**Task to carry out**
Extract all of the entries and set them down verbatim.

********

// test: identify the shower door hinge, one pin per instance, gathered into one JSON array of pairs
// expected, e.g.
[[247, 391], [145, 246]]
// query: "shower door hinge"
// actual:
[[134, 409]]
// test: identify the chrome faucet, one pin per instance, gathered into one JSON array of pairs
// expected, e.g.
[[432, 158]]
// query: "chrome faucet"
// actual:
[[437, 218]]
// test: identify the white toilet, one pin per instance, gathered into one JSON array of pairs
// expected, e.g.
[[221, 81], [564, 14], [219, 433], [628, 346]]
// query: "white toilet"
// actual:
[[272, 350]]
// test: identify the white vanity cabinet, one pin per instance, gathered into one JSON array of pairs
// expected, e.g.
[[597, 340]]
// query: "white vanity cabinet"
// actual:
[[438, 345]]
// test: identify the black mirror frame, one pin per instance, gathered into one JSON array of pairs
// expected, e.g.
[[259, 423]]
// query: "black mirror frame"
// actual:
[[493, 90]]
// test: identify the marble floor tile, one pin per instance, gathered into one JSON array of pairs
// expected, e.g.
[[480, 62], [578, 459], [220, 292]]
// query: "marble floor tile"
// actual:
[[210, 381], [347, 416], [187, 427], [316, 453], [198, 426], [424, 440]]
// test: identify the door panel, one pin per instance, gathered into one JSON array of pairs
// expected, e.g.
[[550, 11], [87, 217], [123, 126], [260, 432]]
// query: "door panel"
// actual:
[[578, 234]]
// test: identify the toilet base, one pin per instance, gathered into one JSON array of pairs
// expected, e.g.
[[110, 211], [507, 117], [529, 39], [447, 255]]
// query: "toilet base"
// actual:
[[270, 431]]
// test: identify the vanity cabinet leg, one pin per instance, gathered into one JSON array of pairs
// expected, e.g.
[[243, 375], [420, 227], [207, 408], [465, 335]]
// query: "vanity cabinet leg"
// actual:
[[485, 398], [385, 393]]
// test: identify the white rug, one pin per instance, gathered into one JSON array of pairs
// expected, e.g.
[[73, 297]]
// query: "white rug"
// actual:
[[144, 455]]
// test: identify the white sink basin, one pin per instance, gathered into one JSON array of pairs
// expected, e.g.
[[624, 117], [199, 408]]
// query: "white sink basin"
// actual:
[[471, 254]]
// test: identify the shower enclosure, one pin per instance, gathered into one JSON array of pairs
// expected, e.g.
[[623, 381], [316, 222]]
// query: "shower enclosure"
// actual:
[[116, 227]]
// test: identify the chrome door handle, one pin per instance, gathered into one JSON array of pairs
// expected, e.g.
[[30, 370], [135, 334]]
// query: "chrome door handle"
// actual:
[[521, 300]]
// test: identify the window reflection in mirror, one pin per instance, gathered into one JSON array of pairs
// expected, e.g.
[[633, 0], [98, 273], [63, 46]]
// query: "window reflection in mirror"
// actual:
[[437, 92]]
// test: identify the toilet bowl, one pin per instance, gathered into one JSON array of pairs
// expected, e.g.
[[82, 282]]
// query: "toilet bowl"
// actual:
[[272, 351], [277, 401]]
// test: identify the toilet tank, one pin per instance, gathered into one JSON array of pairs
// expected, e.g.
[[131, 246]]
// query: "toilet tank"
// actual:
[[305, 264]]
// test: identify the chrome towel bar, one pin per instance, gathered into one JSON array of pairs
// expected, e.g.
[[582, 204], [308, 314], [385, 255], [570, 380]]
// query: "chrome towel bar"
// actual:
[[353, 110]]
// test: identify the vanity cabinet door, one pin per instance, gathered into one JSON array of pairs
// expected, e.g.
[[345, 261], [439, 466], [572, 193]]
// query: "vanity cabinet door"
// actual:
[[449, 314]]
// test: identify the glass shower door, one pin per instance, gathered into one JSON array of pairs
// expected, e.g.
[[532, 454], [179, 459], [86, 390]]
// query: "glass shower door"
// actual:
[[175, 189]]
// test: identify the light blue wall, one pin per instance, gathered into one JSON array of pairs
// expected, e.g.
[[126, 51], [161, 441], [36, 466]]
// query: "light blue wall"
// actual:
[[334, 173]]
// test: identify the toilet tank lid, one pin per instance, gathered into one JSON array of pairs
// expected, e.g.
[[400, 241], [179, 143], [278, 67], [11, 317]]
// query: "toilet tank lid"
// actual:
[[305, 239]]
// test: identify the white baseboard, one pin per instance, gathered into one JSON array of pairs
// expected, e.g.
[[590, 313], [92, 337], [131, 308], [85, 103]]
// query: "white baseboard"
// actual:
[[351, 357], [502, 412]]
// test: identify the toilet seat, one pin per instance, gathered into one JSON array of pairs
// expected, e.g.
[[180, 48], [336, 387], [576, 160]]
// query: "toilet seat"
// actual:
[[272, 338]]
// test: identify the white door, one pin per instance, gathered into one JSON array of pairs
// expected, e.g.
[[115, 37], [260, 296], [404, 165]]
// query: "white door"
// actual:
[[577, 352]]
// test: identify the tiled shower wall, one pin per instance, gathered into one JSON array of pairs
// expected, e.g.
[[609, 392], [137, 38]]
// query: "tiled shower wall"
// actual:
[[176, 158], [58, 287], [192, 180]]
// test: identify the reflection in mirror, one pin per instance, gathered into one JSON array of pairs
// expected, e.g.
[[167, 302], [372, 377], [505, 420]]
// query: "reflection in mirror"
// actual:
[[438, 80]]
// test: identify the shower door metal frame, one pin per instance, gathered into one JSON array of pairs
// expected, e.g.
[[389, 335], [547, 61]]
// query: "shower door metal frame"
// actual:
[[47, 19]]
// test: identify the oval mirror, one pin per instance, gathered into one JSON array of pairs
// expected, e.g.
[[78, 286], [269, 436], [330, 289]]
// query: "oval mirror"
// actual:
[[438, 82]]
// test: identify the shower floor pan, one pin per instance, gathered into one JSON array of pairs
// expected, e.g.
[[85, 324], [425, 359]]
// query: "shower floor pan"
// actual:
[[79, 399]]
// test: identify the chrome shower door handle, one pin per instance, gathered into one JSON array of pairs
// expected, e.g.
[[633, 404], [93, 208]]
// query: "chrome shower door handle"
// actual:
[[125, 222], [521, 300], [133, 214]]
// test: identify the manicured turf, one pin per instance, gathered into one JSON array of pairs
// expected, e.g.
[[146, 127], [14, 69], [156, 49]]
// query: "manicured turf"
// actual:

********

**Exercise output**
// test: identify the shower door hinge, one pin per instance, gathered into one JSON array of pairs
// expected, e.g.
[[247, 391], [145, 246]]
// query: "shower door hinge"
// actual:
[[134, 409]]
// test: identify the chrome faucet, one pin per instance, gathered into one JSON array of pairs
// expected, e.g.
[[432, 158]]
// query: "chrome faucet"
// actual:
[[437, 218]]
// test: identify the white toilet, one pin per instance, gathered into one JSON array of pairs
// expected, e.g.
[[221, 81], [564, 14], [219, 433], [628, 346]]
// query: "white toilet"
// actual:
[[272, 350]]
// test: identify the white vanity cabinet, one pin per instance, gathered into one JSON array of pairs
// expected, e.g.
[[597, 340]]
// query: "white vanity cabinet"
// actual:
[[438, 345]]
// test: identify the black mirror frame, one pin per instance, gathered into one JSON array of pairs
// expected, e.g.
[[259, 423]]
// query: "black mirror frame"
// actual:
[[493, 90]]
// test: identify the marble floor tile, one pin per instance, gathered into one JSON array of pairs
// expected, e.g.
[[480, 62], [578, 459], [220, 292]]
// query: "marble floor tile"
// actual:
[[210, 381], [347, 416], [187, 427], [316, 453], [198, 426], [424, 440]]
// test: identify the door panel, one pin per instance, gathered into one JSON array of pairs
// expected, e.g.
[[550, 11], [87, 217], [123, 126], [260, 432]]
// query: "door panel"
// actual:
[[578, 234]]
// test: identify the toilet base, one pin per instance, gathered into one JSON array of pairs
// expected, e.g.
[[110, 211], [507, 117], [529, 39], [447, 255]]
// query: "toilet base"
// actual:
[[270, 431]]
// test: identify the vanity cabinet leg, one pin per instance, gathered into one JSON array of pairs
// expected, e.g.
[[243, 375], [420, 227], [207, 408], [465, 335]]
// query: "vanity cabinet leg"
// actual:
[[485, 398], [385, 393]]
// test: identify the white rug, one pin per instance, gathered into one JSON array of pairs
// expected, e.g.
[[73, 297]]
// query: "white rug"
// actual:
[[144, 455]]
// test: identify the white sink basin, one pin per instance, gathered into one JSON array of pairs
// expected, e.g.
[[624, 117], [199, 408]]
// query: "white sink basin"
// actual:
[[471, 254]]
// test: identify the shower enclosure, one pin per instance, gathered into one JSON array of pairs
// expected, e.g.
[[623, 381], [316, 222]]
// query: "shower enclosure"
// actual:
[[116, 227]]
// test: identify the chrome door handle, one pin per instance, gathered into one JSON array of pairs
// expected, e.g.
[[30, 370], [135, 334]]
// query: "chrome door handle"
// actual:
[[521, 300]]
// test: identify the window reflection in mirror, one pin per instance, gathered into one JSON array of pairs
// expected, e.g.
[[633, 0], [98, 273], [63, 46]]
// query: "window reflection in mirror"
// actual:
[[437, 92]]
// test: identify the toilet bowl, one pin per instance, gathered into one JSON array of pairs
// expected, e.g.
[[82, 282]]
// query: "toilet bowl"
// actual:
[[272, 351], [277, 401]]
// test: identify the toilet tank, one pin per instance, gathered into one JSON array of pairs
// expected, e.g.
[[131, 246]]
// query: "toilet tank"
// actual:
[[305, 264]]
// test: identify the chrome towel bar, one pin per instance, gathered into one JSON array of pairs
// expected, e.g.
[[582, 204], [308, 314], [385, 255], [570, 380]]
// query: "chrome towel bar"
// actual:
[[353, 110]]
// test: identify the vanity cabinet door, one pin per instance, gathered into one JSON array of pairs
// expected, e.g.
[[345, 261], [439, 466], [572, 193]]
// query: "vanity cabinet door"
// actual:
[[449, 314]]
// test: identify the glass shower door, one pin per instance, gathered into one JSON array of pairs
// expected, e.g.
[[532, 454], [179, 459], [86, 390]]
// query: "glass shower door"
// actual:
[[175, 189]]
// test: identify the light blue wall, one pin per instance, gathered into one JSON array of pairs
// expected, e.g.
[[126, 51], [161, 441], [36, 466]]
// query: "light blue wall"
// actual:
[[334, 173]]
// test: identify the toilet tank lid, one pin per instance, gathered into one JSON array of pairs
// expected, e.g.
[[400, 241], [179, 143], [278, 67], [11, 317]]
// query: "toilet tank lid"
// actual:
[[305, 239]]
// test: identify the white baseboard, one pin per instance, gathered into one JSON array of pairs
// expected, e.g.
[[590, 313], [92, 337], [131, 308], [85, 103]]
// query: "white baseboard"
// actual:
[[351, 357], [502, 412]]
// test: identify the toilet seat, one pin per instance, gathered into one JSON array of pairs
// expected, e.g.
[[180, 48], [336, 387], [576, 160]]
// query: "toilet seat"
// actual:
[[272, 338]]
// test: identify the white door, one pin per instance, gathered into one JSON array of pairs
// expected, e.g.
[[115, 37], [260, 296], [404, 165]]
// query: "white door"
// actual:
[[577, 352]]
// test: identify the tiled shower wall, one pin per instance, gathered into one JSON array of pairs
// expected, e.g.
[[609, 392], [137, 38]]
// query: "tiled shower wall"
// actual:
[[176, 158], [58, 287], [192, 180]]
// test: identify the reflection in mirror, one pin per instance, gathered into one JSON array of pairs
// expected, e.g.
[[167, 302], [372, 377], [505, 420]]
// query: "reflection in mirror"
// actual:
[[438, 80]]
// test: identify the shower door metal frame, one pin per instance, gathered into one JSON array of pairs
// expected, e.g.
[[389, 335], [547, 61]]
// query: "shower door metal frame"
// actual:
[[47, 19]]
// test: identify the oval mirror, one pin per instance, gathered into one JSON array of pairs
// expected, e.g.
[[78, 286], [269, 436], [330, 289]]
// query: "oval mirror"
// actual:
[[438, 82]]
// test: identify the shower floor pan, one pin per instance, gathered into one JSON array of pairs
// expected, e.g.
[[85, 324], [425, 359]]
// query: "shower floor pan"
// actual:
[[79, 399]]
// test: identify the chrome shower door handle, one pin per instance, gathered into one JSON array of pairs
// expected, e.g.
[[633, 404], [93, 208]]
// query: "chrome shower door handle"
// actual:
[[125, 222], [521, 300], [133, 214]]
// test: identify the manicured turf, one pin per instance, gathered into one JSON array of pairs
// expected, e.g.
[[146, 127], [14, 69], [156, 49]]
// query: "manicured turf"
// actual:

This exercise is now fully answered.